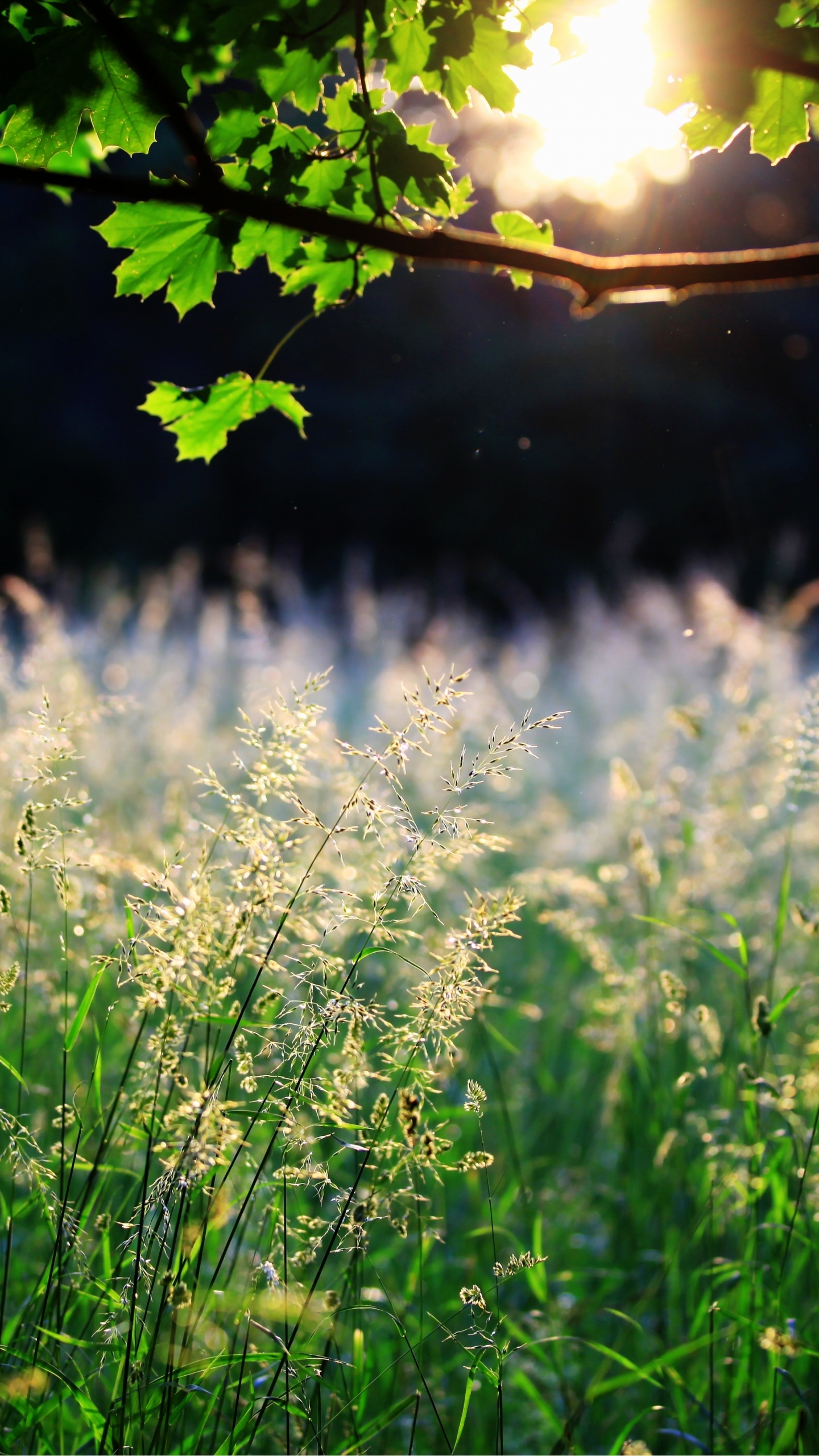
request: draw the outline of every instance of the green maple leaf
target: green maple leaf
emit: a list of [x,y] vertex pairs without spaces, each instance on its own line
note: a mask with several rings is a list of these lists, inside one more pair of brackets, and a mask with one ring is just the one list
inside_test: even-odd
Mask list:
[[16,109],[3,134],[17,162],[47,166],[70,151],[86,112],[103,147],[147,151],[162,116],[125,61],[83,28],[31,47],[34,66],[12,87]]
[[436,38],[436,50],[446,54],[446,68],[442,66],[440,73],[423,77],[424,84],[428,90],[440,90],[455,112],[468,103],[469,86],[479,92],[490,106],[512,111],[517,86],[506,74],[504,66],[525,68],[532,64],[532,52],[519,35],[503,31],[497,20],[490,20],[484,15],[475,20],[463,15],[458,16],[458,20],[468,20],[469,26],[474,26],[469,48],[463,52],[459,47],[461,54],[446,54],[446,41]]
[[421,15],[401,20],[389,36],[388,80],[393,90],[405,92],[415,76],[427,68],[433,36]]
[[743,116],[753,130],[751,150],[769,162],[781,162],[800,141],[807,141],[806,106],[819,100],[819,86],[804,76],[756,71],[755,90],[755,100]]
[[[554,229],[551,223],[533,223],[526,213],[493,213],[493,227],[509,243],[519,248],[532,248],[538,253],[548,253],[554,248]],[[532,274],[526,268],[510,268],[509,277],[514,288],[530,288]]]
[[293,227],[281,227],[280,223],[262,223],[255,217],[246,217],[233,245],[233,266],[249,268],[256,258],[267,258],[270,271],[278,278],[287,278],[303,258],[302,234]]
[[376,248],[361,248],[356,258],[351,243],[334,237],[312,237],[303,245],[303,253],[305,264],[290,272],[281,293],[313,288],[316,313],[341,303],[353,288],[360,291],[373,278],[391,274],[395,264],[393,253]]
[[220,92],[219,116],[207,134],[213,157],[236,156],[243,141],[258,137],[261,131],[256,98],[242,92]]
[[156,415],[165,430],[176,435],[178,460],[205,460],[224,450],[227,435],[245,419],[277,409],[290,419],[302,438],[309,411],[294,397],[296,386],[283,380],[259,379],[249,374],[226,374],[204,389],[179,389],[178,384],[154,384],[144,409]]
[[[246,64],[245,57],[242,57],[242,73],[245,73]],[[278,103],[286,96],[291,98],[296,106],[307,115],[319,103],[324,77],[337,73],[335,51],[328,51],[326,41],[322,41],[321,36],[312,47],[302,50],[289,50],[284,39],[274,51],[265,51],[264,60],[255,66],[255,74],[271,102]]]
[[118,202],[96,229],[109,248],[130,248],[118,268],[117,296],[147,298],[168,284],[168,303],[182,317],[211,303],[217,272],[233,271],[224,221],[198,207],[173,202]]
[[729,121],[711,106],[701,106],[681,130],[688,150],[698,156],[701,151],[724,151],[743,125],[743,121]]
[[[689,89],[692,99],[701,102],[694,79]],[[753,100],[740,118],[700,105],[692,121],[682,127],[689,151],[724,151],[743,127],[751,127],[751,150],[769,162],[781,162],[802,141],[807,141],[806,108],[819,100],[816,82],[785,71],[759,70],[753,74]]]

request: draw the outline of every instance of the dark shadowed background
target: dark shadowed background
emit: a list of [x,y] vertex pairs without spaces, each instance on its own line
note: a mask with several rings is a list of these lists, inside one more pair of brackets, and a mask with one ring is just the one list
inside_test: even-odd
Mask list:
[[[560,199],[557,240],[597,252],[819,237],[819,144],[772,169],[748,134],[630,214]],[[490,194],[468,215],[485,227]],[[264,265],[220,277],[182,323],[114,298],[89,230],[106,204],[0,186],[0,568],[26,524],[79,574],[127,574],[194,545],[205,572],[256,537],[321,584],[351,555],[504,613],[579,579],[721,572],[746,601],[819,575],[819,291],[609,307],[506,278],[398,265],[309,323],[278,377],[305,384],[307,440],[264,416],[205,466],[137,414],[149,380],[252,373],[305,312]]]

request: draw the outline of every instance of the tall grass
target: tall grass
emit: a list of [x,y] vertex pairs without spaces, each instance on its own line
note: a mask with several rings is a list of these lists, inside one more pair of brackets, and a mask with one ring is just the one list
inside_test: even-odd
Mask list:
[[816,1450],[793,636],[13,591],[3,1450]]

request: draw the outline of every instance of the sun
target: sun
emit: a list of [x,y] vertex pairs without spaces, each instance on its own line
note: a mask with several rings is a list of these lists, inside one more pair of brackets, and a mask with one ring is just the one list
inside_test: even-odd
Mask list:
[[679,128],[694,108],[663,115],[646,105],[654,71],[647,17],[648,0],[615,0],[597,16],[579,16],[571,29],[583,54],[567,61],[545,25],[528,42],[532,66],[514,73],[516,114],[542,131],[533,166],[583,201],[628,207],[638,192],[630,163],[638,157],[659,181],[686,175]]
________
* _GOAL OF THE EXERCISE_
Give again, word for word, every line from the one holding "request: draw the outline of every instance of the tall" to the end of the data.

* _SOLVED PROBLEM_
request: draw the outline of every instance of the tall grass
target: tall grass
emit: a list of [x,y] vertex pairs without spaces, each instance on its own line
note: a mask with several rings is a list of these lists, inside one more pair of brackets, and a mask with one ring is just the one list
inside_test: even-odd
Mask list:
[[816,1450],[793,636],[13,591],[3,1450]]

request: draw the outline of every instance of the sun
target: sun
emit: a list of [x,y] vertex pairs without spaces, each instance on its own line
note: a mask with several rings is a list of these lists, inside one more pair of brackets, and a mask with one ring is just the one list
inside_test: even-odd
Mask list:
[[679,128],[694,108],[663,115],[646,105],[654,71],[647,17],[648,0],[615,0],[597,16],[579,16],[571,29],[583,54],[567,61],[545,25],[528,42],[532,66],[514,73],[516,114],[542,131],[533,166],[583,201],[628,207],[638,192],[630,163],[638,157],[659,181],[686,175]]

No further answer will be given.